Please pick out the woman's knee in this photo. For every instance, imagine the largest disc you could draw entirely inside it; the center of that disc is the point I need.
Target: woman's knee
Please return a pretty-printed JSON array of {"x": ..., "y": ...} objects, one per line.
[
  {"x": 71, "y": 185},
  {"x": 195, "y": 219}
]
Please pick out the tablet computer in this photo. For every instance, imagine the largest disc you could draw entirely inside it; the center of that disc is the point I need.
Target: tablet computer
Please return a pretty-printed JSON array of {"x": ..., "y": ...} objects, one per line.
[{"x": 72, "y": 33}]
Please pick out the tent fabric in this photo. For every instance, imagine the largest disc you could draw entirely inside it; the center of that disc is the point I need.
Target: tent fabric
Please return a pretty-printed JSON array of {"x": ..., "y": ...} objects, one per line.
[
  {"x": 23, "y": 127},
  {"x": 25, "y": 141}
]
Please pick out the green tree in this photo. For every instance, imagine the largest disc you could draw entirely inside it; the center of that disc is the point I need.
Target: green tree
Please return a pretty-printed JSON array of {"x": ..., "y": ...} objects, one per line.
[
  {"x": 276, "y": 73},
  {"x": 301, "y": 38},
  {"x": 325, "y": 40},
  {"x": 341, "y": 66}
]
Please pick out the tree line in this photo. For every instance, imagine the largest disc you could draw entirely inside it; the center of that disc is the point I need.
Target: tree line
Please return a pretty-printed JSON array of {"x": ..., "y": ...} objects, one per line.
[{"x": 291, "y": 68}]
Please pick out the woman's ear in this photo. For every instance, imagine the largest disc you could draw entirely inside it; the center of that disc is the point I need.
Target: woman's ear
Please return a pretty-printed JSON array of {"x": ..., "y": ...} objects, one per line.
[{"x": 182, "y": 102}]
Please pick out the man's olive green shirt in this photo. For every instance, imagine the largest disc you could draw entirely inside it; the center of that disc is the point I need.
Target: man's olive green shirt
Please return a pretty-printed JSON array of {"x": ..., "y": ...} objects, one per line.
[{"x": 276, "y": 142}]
┄┄┄┄┄┄┄┄┄┄
→ **WRITTEN TASK**: Rewrite all the records above with "disc" replaced by "circle" everywhere it occurs, leaving everything else unchanged.

→ **WRITTEN ANSWER**:
Please pick out the woman's knee in this photo. For every instance, imagine the largest circle you could draw entirely inside it; the center of that circle is the point I need.
Target: woman's knee
Please return a pretty-printed JSON array of {"x": ..., "y": ...} objects, one per line.
[
  {"x": 71, "y": 185},
  {"x": 195, "y": 219}
]
Please pick out the tablet computer in this photo. For every instance, imagine the largest circle you could draw entirely inside it; the center of that circle is the point I need.
Target: tablet computer
Please return a pretty-printed JSON array of {"x": ..., "y": ...} objects, one per line.
[{"x": 72, "y": 33}]
Please pick out the tent fabric in this photo. For every instance, imagine the largest circle you could draw entirely inside it; the center of that circle is the point I need.
Target: tent fabric
Please return a pretty-printed JSON array of {"x": ..., "y": ...} objects, one per line.
[
  {"x": 23, "y": 127},
  {"x": 25, "y": 141}
]
Please pick out the green tree in this photo. For every instance, imagine the largest circle you could draw entirely inside it; the center of that circle is the point I need.
Target: green tree
Please return a pretty-printed JSON array of {"x": ..., "y": ...} objects, one per line.
[
  {"x": 276, "y": 73},
  {"x": 301, "y": 38},
  {"x": 325, "y": 40},
  {"x": 341, "y": 66}
]
Please pick out the tree line in this photo. For every instance, imagine the largest circle you could draw entirely inside it; the center of that circle is the point I need.
Target: tree line
Please return a pretty-printed JSON array of {"x": ..., "y": ...} objects, one per line.
[{"x": 291, "y": 68}]
Please pick out the woman's ear in this photo. For every instance, imagine the largest circle you could draw entirely inside it; the center of that circle is the point I need.
Target: woman's ear
Please return a pretty-printed JSON array of {"x": ..., "y": ...} objects, one per line.
[{"x": 182, "y": 102}]
Please pick out the man's olive green shirt in this photo. For every instance, imagine the largest circle you could draw entirely inside it; the center of that circle is the point I need.
Target: man's olive green shirt
Please return a pretty-printed JSON array of {"x": ..., "y": ...} objects, one per line.
[{"x": 276, "y": 142}]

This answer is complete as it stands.